EXTRAIT PRÉSENTÉ:
La mort aura tes yeux
« J’ai vécu comme une femme. Je veux mourir comme un homme », lâche Tonia dans son lit de mort. Travesti renié par son fils, empêtré dans des rivalités qui annoncent son déclin au cabaret où il travaille et au succès duquel il est à l’origine, amoureux de Rosario, un toxico capricieux qui est une source d’angoisse perpétuelle, la vie de Tonia est une véritable tempête. Pourtant, il, ou plutôt, elle tient le cap tant bien que mal. Ce qui la paralyse, en revanche, c’est de se voir dans l’incapacité de faire le pas que Rosario lui demande : s’opérer afin de devenir femme. Le doute la ronge – à l’image de l’infection qui, d’une prothèse mammaire abîmée, se répandra dans tout son corps et finira par l’emporter.
L’agonie de Tonia cependant lui offrira l’occasion de régler les contentieux en suspens – surtout avec Rosario, qui l’accompagne avec un dévouement qu’on n’aurait pas soupçonné ; voire avec son fils que, dans un accès de délire, elle imagine être venu se réconcilier. Accents de mélodrame, certes, mais sans pathos. Si la mort de Tonia prend allure de rédemption, c’est qu’à aucun moment elle ne cesse d’être digne.

JEU DE DONNÉES:
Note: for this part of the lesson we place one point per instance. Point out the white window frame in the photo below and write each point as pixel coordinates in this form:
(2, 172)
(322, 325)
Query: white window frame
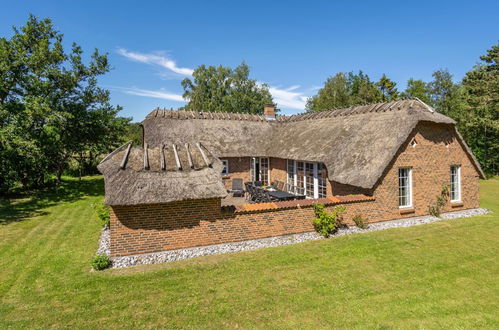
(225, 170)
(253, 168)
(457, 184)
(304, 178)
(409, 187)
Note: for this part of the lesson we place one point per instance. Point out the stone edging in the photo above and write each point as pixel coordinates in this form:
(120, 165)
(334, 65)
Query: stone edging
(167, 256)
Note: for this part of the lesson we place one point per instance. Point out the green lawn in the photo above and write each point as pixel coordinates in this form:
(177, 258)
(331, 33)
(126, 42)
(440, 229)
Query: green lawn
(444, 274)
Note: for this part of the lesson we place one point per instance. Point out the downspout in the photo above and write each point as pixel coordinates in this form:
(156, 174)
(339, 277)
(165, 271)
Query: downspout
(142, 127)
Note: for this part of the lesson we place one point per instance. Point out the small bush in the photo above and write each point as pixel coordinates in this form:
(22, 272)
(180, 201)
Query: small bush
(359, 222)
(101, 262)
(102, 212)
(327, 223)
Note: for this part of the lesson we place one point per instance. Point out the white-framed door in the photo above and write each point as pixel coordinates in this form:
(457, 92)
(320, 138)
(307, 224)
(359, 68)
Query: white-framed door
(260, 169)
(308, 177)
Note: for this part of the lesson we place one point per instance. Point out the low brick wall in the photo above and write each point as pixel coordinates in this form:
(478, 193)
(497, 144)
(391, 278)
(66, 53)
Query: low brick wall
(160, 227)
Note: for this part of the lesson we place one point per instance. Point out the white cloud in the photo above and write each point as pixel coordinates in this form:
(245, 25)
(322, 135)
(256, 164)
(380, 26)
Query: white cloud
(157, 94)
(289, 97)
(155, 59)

* * *

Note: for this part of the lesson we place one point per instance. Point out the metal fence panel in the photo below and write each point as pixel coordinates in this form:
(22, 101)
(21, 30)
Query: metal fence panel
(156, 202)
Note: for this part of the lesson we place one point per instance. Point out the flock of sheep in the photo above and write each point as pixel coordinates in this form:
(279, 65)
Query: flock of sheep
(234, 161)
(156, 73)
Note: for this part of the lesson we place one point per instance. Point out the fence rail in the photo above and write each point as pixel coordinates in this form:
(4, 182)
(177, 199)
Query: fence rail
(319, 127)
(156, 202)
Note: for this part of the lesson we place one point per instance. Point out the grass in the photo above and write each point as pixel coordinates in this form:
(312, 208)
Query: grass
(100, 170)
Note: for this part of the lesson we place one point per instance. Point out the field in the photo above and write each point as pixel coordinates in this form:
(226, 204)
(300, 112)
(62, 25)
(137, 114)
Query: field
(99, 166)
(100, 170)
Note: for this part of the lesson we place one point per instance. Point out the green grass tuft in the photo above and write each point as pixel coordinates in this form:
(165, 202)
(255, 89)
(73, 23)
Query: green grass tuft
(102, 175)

CONSIGNES:
1) Répondez aux questions suivantes à partir de l'extrait présenté :
(a) Par qui Tonia a-t-elle été reniée ?
(b) D'où part l'infection qui finit par emporter Tonia ?
(c) Avec quoi Rosario accompagne-t-il Tonia pendant son agonie ?
2) Recopiez fidèlement le passage de l'extrait présenté qui commence à « L’agonie de Tonia » et se termine à « cesse d’être digne. ».
Ce matériel est indépendant du texte.

RÉPONSES:
1)
(a) Par son fils.
(b) D'une prothèse mammaire abîmée.
(c) Avec un dévouement qu'on n'aurait pas soupçonné.

2)
L’agonie de Tonia cependant lui offrira l’occasion de régler les contentieux en suspens – surtout avec Rosario, qui l’accompagne avec un dévouement qu’on n’aurait pas soupçonné ; voire avec son fils que, dans un accès de délire, elle imagine être venu se réconcilier. Accents de mélodrame, certes, mais sans pathos. Si la mort de Tonia prend allure de rédemption, c’est qu’à aucun moment elle ne cesse d’être digne.